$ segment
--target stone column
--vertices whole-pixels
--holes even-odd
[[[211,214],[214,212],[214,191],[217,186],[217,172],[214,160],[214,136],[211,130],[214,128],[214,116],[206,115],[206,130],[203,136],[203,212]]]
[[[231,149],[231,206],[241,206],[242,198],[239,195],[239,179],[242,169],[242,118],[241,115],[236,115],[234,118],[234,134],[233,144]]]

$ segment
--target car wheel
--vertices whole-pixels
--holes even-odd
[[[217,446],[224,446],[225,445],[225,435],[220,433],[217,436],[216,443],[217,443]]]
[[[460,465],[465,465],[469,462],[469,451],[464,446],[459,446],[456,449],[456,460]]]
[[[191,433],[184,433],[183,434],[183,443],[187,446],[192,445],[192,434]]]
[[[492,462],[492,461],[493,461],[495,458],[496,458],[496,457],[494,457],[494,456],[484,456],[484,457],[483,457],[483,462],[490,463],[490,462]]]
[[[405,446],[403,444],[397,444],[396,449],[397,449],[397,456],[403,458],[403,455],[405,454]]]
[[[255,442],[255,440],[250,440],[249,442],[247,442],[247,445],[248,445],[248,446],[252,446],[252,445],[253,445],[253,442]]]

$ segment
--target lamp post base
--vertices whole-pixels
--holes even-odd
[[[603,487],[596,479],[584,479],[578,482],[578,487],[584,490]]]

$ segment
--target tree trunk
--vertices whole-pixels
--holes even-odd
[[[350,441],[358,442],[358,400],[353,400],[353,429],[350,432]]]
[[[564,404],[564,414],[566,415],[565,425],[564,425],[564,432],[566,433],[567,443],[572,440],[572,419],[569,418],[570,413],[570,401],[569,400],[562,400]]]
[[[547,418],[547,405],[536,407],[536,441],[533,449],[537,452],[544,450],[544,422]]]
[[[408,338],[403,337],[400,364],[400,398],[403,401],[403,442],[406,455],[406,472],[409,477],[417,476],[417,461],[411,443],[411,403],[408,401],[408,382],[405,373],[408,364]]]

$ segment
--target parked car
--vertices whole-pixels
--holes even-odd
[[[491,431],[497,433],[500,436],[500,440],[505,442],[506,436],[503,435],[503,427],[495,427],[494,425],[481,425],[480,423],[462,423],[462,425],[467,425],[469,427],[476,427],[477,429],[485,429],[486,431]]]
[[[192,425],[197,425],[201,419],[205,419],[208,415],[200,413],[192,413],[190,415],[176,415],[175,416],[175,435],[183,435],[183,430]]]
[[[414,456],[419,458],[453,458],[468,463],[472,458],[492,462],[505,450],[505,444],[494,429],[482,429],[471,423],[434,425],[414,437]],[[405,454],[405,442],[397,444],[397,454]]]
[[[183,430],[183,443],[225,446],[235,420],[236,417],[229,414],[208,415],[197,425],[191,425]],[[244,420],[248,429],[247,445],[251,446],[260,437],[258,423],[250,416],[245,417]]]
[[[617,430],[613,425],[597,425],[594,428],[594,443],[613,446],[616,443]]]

◇ ◇ ◇ ◇ ◇ ◇ ◇

Task to complete: Wherever a line in the data above contains the word "target", copy that line.

Solution to the exercise:
--target stone column
--target car wheel
--target lamp post base
--target tree trunk
--target parked car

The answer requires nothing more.